__TASK BRIEF__.
Scan the data that follows and count the lines with the string "dirt"; answer with the count alone.

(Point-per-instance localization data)
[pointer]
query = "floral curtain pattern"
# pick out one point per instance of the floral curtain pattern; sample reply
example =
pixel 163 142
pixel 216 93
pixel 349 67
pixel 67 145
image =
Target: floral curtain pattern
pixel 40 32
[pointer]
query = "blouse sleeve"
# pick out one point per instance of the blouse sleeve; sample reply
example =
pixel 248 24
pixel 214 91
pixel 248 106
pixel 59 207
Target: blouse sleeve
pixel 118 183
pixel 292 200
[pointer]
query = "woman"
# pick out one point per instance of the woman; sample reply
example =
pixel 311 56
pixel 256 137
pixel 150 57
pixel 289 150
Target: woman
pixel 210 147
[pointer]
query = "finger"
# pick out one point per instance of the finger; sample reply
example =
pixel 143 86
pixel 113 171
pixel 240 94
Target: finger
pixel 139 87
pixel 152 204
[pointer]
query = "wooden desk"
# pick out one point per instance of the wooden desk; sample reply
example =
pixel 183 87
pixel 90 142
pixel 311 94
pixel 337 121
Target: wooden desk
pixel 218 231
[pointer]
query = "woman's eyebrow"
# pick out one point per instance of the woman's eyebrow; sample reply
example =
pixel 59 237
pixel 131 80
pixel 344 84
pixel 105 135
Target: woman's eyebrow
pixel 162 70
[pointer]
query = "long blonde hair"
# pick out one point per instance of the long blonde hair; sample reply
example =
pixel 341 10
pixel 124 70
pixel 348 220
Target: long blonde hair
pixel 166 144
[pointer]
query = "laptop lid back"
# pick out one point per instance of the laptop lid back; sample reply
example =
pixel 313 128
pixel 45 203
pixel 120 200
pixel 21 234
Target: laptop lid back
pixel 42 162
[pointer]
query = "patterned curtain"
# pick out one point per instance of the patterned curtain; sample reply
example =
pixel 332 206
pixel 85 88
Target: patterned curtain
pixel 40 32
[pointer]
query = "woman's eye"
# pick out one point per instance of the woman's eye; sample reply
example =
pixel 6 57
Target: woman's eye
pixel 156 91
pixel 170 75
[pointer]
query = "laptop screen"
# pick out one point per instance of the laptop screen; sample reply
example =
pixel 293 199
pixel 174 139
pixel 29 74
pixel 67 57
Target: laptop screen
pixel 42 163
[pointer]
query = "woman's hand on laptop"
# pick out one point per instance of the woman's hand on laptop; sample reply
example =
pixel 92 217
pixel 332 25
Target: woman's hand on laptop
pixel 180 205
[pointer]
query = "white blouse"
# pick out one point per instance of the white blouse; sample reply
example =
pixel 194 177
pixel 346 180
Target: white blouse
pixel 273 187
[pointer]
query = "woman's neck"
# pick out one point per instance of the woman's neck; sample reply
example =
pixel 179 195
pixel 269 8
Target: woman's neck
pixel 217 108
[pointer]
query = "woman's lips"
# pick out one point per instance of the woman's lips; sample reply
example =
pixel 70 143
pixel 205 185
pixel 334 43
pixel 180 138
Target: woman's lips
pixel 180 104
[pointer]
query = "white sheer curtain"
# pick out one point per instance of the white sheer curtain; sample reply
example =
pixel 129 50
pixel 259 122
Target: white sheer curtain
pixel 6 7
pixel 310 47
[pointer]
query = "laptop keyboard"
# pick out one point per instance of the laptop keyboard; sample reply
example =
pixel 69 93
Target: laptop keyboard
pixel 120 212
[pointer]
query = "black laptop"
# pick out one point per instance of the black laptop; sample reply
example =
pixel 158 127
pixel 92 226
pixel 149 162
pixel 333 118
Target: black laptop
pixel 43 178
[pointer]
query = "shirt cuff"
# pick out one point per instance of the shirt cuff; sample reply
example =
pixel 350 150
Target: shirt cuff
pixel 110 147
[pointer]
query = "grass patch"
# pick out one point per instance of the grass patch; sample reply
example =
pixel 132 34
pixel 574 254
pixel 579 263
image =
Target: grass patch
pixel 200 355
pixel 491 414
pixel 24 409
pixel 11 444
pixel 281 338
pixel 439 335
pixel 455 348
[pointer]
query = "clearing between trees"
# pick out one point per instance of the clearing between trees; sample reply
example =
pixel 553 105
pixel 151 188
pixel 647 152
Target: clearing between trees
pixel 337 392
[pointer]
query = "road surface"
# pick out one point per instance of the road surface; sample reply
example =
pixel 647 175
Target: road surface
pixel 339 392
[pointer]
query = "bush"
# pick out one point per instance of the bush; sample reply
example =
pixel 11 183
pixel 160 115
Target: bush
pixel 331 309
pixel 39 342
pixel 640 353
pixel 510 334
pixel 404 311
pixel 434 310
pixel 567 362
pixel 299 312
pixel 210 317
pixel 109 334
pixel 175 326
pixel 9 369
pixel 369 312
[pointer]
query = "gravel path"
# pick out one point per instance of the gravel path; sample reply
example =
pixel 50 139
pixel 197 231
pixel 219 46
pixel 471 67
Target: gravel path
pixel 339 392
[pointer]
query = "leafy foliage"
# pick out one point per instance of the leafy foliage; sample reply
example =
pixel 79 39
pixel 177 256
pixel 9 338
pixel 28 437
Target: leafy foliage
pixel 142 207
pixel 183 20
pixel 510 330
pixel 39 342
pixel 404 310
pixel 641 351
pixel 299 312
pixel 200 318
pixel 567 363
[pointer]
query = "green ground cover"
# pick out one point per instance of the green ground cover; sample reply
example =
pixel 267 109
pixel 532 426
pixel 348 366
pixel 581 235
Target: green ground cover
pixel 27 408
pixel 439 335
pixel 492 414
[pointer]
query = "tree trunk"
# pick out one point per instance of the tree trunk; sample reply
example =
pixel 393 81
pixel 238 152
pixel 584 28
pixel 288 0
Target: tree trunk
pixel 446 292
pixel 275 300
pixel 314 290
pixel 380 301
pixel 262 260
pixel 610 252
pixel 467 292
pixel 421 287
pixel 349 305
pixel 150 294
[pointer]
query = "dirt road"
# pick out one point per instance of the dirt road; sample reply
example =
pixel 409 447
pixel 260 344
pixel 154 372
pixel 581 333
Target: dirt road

__RESULT FOR THIS TASK__.
3